═══ DOCUMENT SEGMENT ═══
Too much teen tanning?
Published 12:00 am Tuesday, April 7, 2009
By Jessica Gresko
Associated Press
TALLAHASSEE, Fla. (AP) ó Miss Florida Teen USA Kayla Collier was 15 when she first visited a tanning salon so the stage lights at a local pageant wouldn’t make her fair skin look ghostly white.
Later that year, as she tried on homecoming dresses, her mother noticed what looked like a scab on her back.
It turned out to be skin cancer.
And though she can’t definitively link the tanning to the cancer, Collier, now 18 and healthy, won’t be back under the bulbs. On Wednesday, her voice catching, she asked Sunshine State lawmakers to ban people under 16 from using tanning beds.
“I know teenagers that go every day, every week, twice a day sometimes to tanning beds,” said Collier, who wore her sash and a sunshine yellow jacket. “I do believe that it did play a part in my skin cancer.”
Florida is among 17 states, including Hawaii, considering laws this year that would restrict indoor tanning by minors. Proposals would ban teens from tanning salons or require them to get notes from parents or doctors.
═══ EXTRACTED DATA ═══
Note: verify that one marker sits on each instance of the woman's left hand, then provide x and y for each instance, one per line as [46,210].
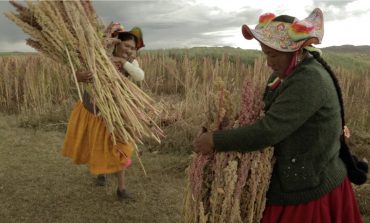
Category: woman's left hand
[204,143]
[118,62]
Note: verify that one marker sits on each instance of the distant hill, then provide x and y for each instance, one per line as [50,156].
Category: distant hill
[352,58]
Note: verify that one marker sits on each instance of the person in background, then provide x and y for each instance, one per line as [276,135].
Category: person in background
[303,123]
[87,140]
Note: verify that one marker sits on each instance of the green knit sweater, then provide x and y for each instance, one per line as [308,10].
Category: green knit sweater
[303,123]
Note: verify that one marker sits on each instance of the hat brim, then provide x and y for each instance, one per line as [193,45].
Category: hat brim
[139,39]
[286,45]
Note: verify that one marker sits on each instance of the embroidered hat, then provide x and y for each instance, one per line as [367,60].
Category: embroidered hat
[136,32]
[285,36]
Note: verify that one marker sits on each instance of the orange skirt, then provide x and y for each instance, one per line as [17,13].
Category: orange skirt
[88,141]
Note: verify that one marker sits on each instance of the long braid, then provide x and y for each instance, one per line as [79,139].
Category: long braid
[357,170]
[317,56]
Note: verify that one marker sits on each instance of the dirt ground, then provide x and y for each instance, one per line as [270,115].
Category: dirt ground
[37,184]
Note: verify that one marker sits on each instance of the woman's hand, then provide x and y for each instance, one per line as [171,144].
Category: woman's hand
[84,76]
[118,62]
[204,143]
[108,40]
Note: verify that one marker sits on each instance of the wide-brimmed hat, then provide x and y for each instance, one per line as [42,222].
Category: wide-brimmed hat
[285,36]
[135,31]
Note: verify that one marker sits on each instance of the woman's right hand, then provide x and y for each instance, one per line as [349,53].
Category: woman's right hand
[84,76]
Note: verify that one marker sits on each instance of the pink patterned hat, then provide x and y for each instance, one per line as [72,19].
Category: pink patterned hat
[285,36]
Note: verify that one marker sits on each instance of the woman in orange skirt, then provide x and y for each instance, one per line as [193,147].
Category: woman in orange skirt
[87,140]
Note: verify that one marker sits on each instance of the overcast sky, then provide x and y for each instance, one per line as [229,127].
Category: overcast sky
[189,23]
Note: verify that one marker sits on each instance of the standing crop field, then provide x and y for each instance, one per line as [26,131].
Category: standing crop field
[37,92]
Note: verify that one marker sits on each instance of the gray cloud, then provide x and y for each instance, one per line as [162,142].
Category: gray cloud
[336,9]
[168,24]
[9,33]
[172,24]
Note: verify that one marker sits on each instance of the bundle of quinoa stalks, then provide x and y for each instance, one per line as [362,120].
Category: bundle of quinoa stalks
[229,186]
[70,33]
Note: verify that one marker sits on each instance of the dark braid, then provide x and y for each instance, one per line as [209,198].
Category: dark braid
[321,60]
[357,170]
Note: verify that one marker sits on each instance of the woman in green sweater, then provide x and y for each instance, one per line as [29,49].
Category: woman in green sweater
[302,121]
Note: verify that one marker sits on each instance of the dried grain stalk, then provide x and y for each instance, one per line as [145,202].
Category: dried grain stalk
[229,187]
[70,33]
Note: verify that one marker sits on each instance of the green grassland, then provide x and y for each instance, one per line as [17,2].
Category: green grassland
═══
THINGS TO DO
a) Answer these questions from the teen tanning article, one answer per line, marked to match:
(i) How old was Kayla Collier when she first went to a tanning salon?
(ii) Who noticed what looked like a scab on her back?
(iii) How many states are considering laws this year to restrict indoor tanning by minors?
b) For each statement, say yes or no depending on whether the teen tanning article agrees, and quote the words from the article that settle it:
(i) Collier asked lawmakers to ban people under 18 from using tanning beds.
(ii) The spot on Collier's back was noticed while she was trying on homecoming dresses.
(iii) Collier says she can definitively link tanning to her cancer.
c) Pick up the teen tanning article after its last sentence and write the next part.
The lines are separate material and are not part of the teen tanning article.

EXERCISE RESULTS
a)
(i) 15
(ii) Her mother
(iii) 17

b)
(i) No: "ban people under 16 from using tanning beds"
(ii) Yes: "as she tried on homecoming dresses, her mother noticed what looked like a scab on her back"
(iii) No: "though she can’t definitively link the tanning to the cancer"

c)
After the Florida bill passed a Senate committee, Collier’s mother, Claire, who had signed the permission form that allowed her daughter to tan, said she hopes the full Legislature will approve it.
“Do you really realize that your daughter or son ó after just a few times in the tanning bed ó could have melanoma? I didn’t,” she said.
Opponents say the tanning beds are safe for teens and their use should be up to parents, not states.
“I gotta tell you, you cannot regulate everything in this world,” said Florida Sen. Mike Bennett, a Republican who voted against the bill. “I suppose we could say the same thing and outlaw tanning on the beach.”
Persuading teens to stop tanning could be a hard sell. According to one study released in 2002, a quarter of those ages 15 to 18 had used indoor tanning in the past year.
Florida already requires parental approval before minors can use tanning salons. If the new law passes, it would be among the strictest in the nation. Only one state, Wisconsin, bans teens 16 and under from using tanning beds, though a handful of others ó California, New York and New Jersey among them ó ban the under-14 crowd. At least 29 states have some regulations governing tanning by minors.
Even more restrictive proposals in Texas and Vermont would prohibit anyone under 18 from using a tanning bed without a doctor’s note.
Texas state Rep. Burt Solomons, a Republican, says it makes sense to ban minors from tanning just like they’re prohibited from buying cigarettes because both are known carcinogens. And Democratic Vermont state Rep. Janet Ancel, who introduced her bill after having skin cancer herself, said just requiring parental consent isn’t good enough.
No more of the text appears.